- [Data excerpts]:
--- START ---

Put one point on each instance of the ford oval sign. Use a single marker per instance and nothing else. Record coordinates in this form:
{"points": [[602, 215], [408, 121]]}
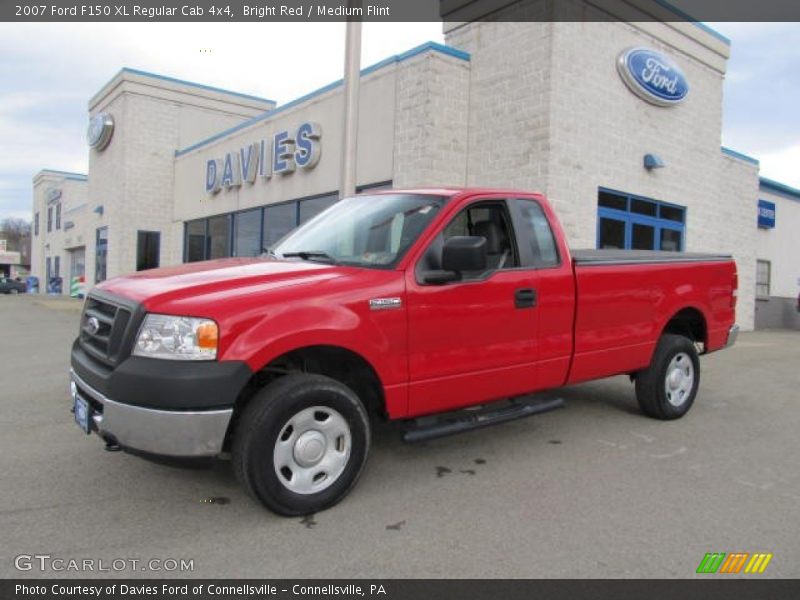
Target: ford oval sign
{"points": [[652, 76]]}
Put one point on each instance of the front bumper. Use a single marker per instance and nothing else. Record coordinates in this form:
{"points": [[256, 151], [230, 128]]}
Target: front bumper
{"points": [[177, 433], [733, 333]]}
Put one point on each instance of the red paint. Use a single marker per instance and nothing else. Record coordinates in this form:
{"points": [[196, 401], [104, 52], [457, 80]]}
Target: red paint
{"points": [[452, 345]]}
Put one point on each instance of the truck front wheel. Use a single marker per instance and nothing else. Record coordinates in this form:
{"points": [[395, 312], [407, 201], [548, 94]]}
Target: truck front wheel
{"points": [[666, 389], [301, 444]]}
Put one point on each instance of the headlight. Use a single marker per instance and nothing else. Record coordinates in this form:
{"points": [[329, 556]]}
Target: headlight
{"points": [[177, 338]]}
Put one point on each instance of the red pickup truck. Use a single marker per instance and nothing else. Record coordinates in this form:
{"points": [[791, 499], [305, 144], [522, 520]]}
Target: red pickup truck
{"points": [[442, 308]]}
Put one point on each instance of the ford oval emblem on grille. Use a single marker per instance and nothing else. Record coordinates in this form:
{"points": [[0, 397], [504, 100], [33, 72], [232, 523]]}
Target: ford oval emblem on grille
{"points": [[92, 325]]}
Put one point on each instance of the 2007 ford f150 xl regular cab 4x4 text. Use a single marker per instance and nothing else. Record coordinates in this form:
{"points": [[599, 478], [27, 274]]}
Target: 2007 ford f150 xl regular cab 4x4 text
{"points": [[397, 304]]}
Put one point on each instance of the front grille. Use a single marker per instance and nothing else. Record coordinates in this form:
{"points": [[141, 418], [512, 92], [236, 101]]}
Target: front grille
{"points": [[105, 329]]}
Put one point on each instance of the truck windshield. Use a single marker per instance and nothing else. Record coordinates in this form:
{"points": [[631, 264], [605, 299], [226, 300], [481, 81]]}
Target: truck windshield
{"points": [[367, 231]]}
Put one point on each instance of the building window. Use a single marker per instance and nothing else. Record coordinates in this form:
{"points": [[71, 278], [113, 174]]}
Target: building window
{"points": [[279, 220], [763, 268], [195, 241], [218, 242], [632, 222], [148, 245], [250, 232], [247, 233], [313, 206], [101, 254]]}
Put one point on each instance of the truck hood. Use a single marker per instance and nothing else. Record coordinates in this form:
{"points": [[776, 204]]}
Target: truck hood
{"points": [[213, 277]]}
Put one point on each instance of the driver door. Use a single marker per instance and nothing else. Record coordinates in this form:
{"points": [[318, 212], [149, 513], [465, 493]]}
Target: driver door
{"points": [[472, 340]]}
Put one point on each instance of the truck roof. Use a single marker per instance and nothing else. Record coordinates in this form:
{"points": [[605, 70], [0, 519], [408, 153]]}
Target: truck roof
{"points": [[455, 190]]}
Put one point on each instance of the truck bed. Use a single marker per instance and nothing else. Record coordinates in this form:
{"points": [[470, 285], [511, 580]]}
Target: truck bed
{"points": [[626, 297], [590, 257]]}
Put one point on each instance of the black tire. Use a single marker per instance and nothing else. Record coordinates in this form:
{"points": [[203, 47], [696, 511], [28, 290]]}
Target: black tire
{"points": [[666, 389], [271, 413]]}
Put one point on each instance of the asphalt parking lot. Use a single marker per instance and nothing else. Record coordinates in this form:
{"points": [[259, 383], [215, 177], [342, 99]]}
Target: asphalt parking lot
{"points": [[593, 490]]}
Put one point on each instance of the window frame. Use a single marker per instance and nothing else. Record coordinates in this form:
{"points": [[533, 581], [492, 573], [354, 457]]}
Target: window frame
{"points": [[630, 218], [768, 283], [488, 273]]}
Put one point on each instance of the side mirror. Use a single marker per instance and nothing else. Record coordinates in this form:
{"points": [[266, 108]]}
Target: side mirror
{"points": [[459, 254], [464, 253]]}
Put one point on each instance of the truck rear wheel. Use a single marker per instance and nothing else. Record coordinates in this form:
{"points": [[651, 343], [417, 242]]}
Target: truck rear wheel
{"points": [[301, 444], [667, 388]]}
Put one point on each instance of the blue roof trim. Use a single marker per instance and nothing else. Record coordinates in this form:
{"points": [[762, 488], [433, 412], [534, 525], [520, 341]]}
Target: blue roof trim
{"points": [[193, 84], [740, 156], [780, 188], [397, 58], [684, 15], [67, 174]]}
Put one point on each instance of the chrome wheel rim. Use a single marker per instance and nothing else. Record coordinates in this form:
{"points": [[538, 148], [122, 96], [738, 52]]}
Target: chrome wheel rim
{"points": [[312, 450], [679, 379]]}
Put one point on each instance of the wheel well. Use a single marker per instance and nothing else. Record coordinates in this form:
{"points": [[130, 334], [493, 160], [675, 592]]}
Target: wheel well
{"points": [[690, 323], [335, 362]]}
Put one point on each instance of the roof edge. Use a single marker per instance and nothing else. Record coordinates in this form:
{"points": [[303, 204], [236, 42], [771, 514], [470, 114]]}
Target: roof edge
{"points": [[734, 154], [781, 188], [65, 174], [394, 59]]}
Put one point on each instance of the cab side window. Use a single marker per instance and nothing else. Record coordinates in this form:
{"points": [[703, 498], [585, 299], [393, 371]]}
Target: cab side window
{"points": [[489, 220], [541, 250]]}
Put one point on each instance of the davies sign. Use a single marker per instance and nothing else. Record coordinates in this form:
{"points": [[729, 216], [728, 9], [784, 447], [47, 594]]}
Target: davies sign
{"points": [[652, 76], [281, 153]]}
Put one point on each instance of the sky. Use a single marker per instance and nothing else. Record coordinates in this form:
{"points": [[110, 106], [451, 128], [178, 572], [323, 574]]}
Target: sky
{"points": [[49, 71]]}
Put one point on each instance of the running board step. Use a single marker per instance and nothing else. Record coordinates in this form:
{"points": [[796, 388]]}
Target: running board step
{"points": [[429, 428]]}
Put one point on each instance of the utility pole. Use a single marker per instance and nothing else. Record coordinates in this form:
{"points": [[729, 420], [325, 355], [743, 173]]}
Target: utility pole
{"points": [[352, 75]]}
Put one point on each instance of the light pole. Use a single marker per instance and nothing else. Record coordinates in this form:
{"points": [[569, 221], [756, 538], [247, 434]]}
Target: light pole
{"points": [[352, 69]]}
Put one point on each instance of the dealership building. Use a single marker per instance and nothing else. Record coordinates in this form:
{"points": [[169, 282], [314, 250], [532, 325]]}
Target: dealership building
{"points": [[618, 123]]}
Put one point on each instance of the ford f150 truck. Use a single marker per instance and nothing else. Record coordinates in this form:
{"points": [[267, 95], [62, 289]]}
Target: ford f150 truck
{"points": [[443, 308]]}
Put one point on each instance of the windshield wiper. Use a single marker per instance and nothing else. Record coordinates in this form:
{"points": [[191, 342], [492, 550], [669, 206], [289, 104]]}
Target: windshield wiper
{"points": [[311, 255]]}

--- END ---

- [Problem statement]:
Append a copy of every line of the records between the line holding "Put one point on each instance of the windshield" and the end of the records, inclusive, with 59 added to each coordinate in the answers. Leave every other number unchanged.

- [Exercise result]:
Put one point on each instance of the windshield wiper. Use a single marker per instance and nothing else. Record coordinates in this form:
{"points": [[191, 342], [492, 550], [669, 206], [289, 104]]}
Target: windshield wiper
{"points": [[370, 314]]}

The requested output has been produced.